Fibroadenoma – This is a benign breast tumor, especially common amongst young women, although it can appear at any age. Fibroadenoma is usually discovered as a lump in the breast, but it can be found also in an ultrasound or mammography. Most lumps in young women’s breasts are fibroadenomas. The size of the fibroadenoma ranges from a few millimeters to a few centimeters. A large part of the fibroadenomas decrease on their own or remain unchanged, and only a few of them grow. The dissection of a fibroadenoma is recommended only when it is large and bothering, otherwise, there is no need for surgery. Fibroadenomas have distinct characteristics in ultrasound tests, and therefore, when the lump is small you can avoid a biopsy and suffice with a short term follow up (usually for 6 months). When there is need for dissecting a fibroadenoma, because it has grown or it is bothering, this is a simple procedure that lasts about 20 minutes and can sometimes be done under local anesthesia.

Available data:
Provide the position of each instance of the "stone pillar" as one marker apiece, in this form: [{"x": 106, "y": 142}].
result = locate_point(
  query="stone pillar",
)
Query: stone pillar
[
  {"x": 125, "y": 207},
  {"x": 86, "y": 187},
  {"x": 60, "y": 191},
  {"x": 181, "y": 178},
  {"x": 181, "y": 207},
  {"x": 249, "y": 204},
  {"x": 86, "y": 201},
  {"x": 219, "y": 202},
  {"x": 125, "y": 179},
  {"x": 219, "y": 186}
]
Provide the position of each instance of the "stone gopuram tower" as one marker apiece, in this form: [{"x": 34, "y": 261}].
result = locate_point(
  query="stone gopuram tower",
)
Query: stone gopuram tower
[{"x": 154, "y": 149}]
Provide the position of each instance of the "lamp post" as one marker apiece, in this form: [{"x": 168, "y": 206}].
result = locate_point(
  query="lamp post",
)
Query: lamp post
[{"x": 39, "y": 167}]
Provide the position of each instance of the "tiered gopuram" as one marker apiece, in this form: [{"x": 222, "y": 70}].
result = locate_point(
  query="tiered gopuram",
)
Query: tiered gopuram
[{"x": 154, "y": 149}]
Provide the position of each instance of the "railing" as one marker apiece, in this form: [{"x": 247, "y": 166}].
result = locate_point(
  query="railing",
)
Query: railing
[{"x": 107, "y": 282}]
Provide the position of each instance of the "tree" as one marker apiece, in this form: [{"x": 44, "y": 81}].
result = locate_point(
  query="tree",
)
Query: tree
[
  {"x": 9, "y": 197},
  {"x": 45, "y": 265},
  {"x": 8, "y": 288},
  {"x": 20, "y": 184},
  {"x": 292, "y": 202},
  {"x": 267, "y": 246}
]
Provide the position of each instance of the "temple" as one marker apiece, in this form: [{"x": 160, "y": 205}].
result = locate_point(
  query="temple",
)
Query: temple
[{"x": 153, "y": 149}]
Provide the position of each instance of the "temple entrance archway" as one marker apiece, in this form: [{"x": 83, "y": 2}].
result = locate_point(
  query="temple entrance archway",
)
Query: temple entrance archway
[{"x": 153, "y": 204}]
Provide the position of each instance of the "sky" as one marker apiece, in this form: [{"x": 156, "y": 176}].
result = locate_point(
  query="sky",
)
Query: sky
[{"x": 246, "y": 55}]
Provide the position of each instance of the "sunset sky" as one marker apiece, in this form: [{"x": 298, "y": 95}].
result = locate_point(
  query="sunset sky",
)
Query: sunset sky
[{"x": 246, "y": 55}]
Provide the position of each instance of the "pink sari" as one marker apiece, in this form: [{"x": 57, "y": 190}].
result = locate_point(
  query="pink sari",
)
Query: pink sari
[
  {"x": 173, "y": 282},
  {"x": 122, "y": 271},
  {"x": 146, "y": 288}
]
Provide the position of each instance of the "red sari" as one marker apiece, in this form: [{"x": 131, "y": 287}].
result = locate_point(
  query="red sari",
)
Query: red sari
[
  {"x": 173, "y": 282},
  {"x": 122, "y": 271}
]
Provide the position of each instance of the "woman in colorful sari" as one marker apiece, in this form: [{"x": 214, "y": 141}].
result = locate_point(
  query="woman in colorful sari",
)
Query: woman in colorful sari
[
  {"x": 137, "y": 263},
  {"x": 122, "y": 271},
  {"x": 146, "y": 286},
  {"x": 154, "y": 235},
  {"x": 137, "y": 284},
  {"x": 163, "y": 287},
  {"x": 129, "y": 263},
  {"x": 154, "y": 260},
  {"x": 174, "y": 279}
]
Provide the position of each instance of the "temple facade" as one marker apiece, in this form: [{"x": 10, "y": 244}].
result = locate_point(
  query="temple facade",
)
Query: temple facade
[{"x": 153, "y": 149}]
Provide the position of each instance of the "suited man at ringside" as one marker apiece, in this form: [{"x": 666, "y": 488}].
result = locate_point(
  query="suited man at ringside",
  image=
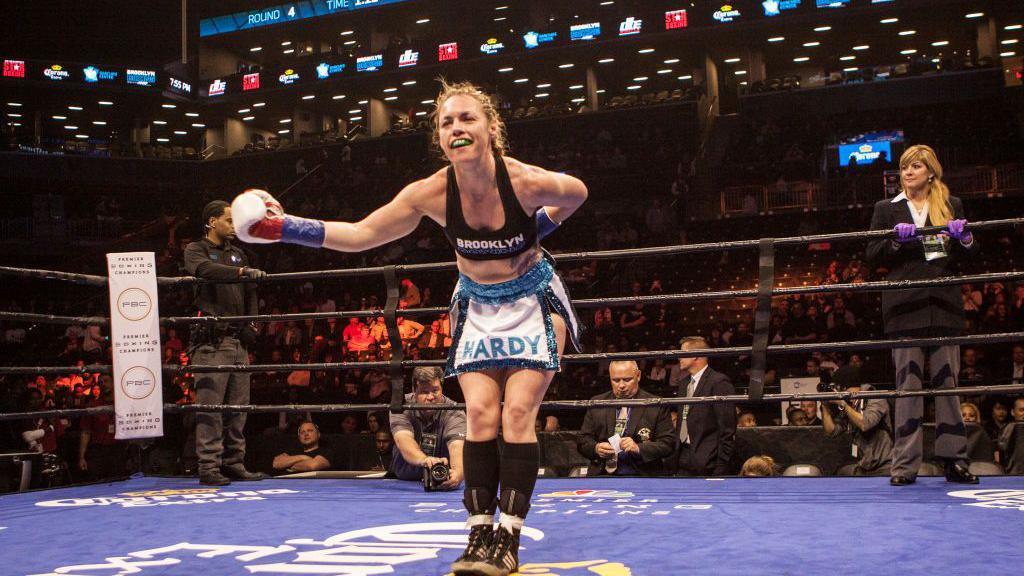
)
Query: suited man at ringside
[{"x": 707, "y": 432}]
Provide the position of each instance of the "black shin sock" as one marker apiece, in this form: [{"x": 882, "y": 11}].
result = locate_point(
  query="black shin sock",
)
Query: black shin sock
[
  {"x": 480, "y": 463},
  {"x": 518, "y": 471}
]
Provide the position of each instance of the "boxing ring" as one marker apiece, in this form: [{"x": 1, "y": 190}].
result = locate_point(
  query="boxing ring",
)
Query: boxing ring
[{"x": 604, "y": 526}]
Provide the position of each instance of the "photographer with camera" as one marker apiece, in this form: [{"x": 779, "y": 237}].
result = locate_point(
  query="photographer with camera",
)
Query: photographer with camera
[
  {"x": 220, "y": 441},
  {"x": 428, "y": 443},
  {"x": 865, "y": 420}
]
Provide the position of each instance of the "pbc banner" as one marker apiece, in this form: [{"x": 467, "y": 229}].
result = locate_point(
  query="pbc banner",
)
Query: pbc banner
[{"x": 135, "y": 342}]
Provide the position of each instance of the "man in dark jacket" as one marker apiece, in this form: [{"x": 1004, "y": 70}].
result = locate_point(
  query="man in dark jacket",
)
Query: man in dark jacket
[
  {"x": 643, "y": 434},
  {"x": 707, "y": 432},
  {"x": 220, "y": 441}
]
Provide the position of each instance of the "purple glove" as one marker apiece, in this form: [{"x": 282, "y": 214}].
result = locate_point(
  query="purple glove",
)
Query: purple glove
[
  {"x": 956, "y": 231},
  {"x": 905, "y": 233}
]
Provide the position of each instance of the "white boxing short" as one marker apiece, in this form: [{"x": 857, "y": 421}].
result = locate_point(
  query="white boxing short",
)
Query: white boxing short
[{"x": 509, "y": 324}]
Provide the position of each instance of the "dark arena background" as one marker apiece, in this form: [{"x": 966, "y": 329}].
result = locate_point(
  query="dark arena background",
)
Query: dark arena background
[{"x": 737, "y": 158}]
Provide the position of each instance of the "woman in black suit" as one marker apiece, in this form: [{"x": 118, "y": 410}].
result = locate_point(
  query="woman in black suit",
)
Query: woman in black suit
[{"x": 925, "y": 201}]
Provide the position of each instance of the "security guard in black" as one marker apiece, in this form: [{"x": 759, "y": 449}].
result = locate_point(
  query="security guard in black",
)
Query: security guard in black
[{"x": 220, "y": 441}]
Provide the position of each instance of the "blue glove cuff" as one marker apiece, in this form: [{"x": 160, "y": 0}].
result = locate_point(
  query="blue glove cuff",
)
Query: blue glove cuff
[
  {"x": 545, "y": 224},
  {"x": 303, "y": 232}
]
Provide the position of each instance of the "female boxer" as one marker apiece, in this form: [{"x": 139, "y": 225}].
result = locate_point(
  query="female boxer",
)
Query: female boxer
[{"x": 510, "y": 313}]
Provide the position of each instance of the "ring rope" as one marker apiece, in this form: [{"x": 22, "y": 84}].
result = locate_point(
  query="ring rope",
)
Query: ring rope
[{"x": 566, "y": 404}]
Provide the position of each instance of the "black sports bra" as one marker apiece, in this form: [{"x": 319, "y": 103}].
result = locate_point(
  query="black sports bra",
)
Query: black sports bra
[{"x": 517, "y": 236}]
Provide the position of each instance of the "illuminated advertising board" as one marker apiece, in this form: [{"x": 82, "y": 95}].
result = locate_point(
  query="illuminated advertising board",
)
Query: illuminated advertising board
[
  {"x": 372, "y": 63},
  {"x": 587, "y": 31},
  {"x": 676, "y": 19},
  {"x": 140, "y": 77},
  {"x": 448, "y": 51}
]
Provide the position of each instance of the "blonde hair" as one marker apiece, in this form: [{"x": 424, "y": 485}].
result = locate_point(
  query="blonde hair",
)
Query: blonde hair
[
  {"x": 759, "y": 465},
  {"x": 500, "y": 142},
  {"x": 939, "y": 209}
]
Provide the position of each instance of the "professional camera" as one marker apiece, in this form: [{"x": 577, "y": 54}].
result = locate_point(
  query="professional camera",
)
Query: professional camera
[{"x": 434, "y": 476}]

What is expected: Continue the passage on fibroadenoma, beginning after its final sentence.

Reply:
Genetic Tests – there are certain cases in which the breast cancer evolves based on genetic tendencies. These cases are usually characterized with women with a family history of breast and/or ovarian cancer (on the maternal or paternal side), and tumors that appear in a relatively young age. A genetic test is a blood test conducted after a genetic consult by a genetic doctor or consultant that determine if there is a need to perform a genetic test and which test to perform.

Lymph nodes – Mistakenly called lymph “glands”. These are nodes that are a part of the immune system, and the lymphatic fluid from the various organs drains to them. In the case of the breast, these are nodes that are mostly in the armpit (but can also be in the thoracic cavity). The standard lymph nodes can be increased for many reasons, including some kind of infection, or as a result of a tumor. An ultrasound test can identify increased lymph nodes, and also show, according to various characteristics, if there is any suspicion for a tumor or if this is an increased lymph node due to benign reasons.

Mammorgraphy – this is an x-ray conducted to diagnose tumors in your breasts. A routine exam conducts two shots of each breast, in two different postures, and 4 shots in total. The radiation amount in a mammography is miniscule. A mammography can identify small lumps and characterize findings, and it is the best test to identify calcifications, that can be an expression of DCIS (and sometimes of a cancerous tumor).

PET CT – an integrated test of CT and nuclear medicine, which is highly efficient in identifying tumors and metastases. This is a full body examination, conducted by injecting a small dosage of radioactive substance and collecting images from a CT scanner.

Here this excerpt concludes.